>> Start EXCERPT

Now to determine each of these data points we can run specific queries to the database to return them.

online_users
SELECT COUNT(*) AS online_users FROM Presence WHERE RegionID != '00000000-0000-0000-0000-000000000000'
Selecting the count from the Presence table, but excluding any entry that shows the RegionID as a null key, because this usually indicates a user has crashed due to a failed teleport or otherwise. Incidentally the “you are already logged” message is caused partly by this information as well, so we should exclude it and ideally even remove any such entries in the table if they remain there for more than a few minutes.

active_local_users
SELECT COUNT(DISTINCT(UserAccounts.Email)) AS active_local_users FROM GridUser INNER JOIN UserAccounts ON GridUser.UserID=UserAccounts.PrincipalID WHERE GridUser.Login > (UNIX_TIMESTAMP() - (30*86400)) AND (GridUser.Logout - GridUser.Login) > 30
In order to count just the unique active users we can match their GridUser entries, which contains the information about their last login time, to the UserAccounts table, which contains the email address associated with the specific avatar. While this isn’t a complete indication of a duplicate, it does provide at least some hints. We can further remove any entries that show the time actually spent inworld to be less than 30 seconds, arguably an amount of time that allows for very little actual activity. Through matching the UUID across the two tables we actively remove the external visitors as they are denoted with their full UUI instead, so no matches and joins are performed for them.

active_visitors
SELECT COUNT(*) AS active_visitors FROM GridUser WHERE UserID LIKE '%http%' AND Logout > (UNIX_TIMESTAMP() - (30*86400))
Then in order to fetch the external visitors for the last 30 days we can filter by looking for entries that contain a UUI and check the timings for those. Using the time of log out to make sure we only look at those that successfully reached our end and logged out properly. Login time may be set even if a visitor never actually reaches our end, so it is not a reliable specifier for the metric we are aiming to extract.

traffic
(active_local_users + active_visitors) AS traffic
Simply combining the locally active users and the visitors then we can determine the overall traffic or active user count.

total_visitors
SELECT COUNT(*) AS total_visitors FROM GridUser WHERE Login > 0 AND UserID LIKE '%http%'
In difference to the activity counts simply filtering by UUI and a login time greater than zero we can see the overall number of avatars that have visited since the creation of the table. Unfortunately without storing more data it is very difficult to deduplicate these entries.

residents
SELECT COUNT(DISTINCT(Email)) AS residents FROM UserAccounts WHERE UserLevel > 0
Similarly to the active users we can remove some duplicates via the email address and obviously we need not count users that have been banned.

recent_registrations
SELECT COUNT(DISTINCT(Email)) AS recent_registrations FROM UserAccounts WHERE Created > (UNIX_TIMESTAMP() - (30*86400))

>> End EXCERPT
>> Start DATA LINES

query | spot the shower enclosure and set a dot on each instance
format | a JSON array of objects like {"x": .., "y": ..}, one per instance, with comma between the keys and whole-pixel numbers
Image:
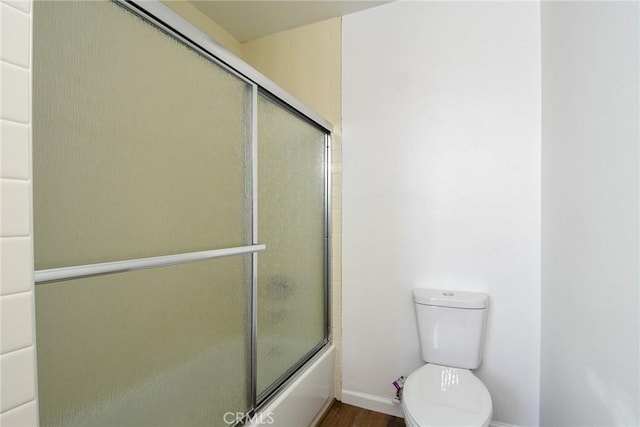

>> End DATA LINES

● EXERCISE INSTRUCTIONS
Copy the database query excerpt between "Then in order" and "active user count.", inclusive, substituting "dependable" for "reliable".

● TASK OUTPUT
Then in order to fetch the external visitors for the last 30 days we can filter by looking for entries that contain a UUI and check the timings for those. Using the time of log out to make sure we only look at those that successfully reached our end and logged out properly. Login time may be set even if a visitor never actually reaches our end, so it is not a dependable specifier for the metric we are aiming to extract.

traffic
(active_local_users + active_visitors) AS traffic
Simply combining the locally active users and the visitors then we can determine the overall traffic or active user count.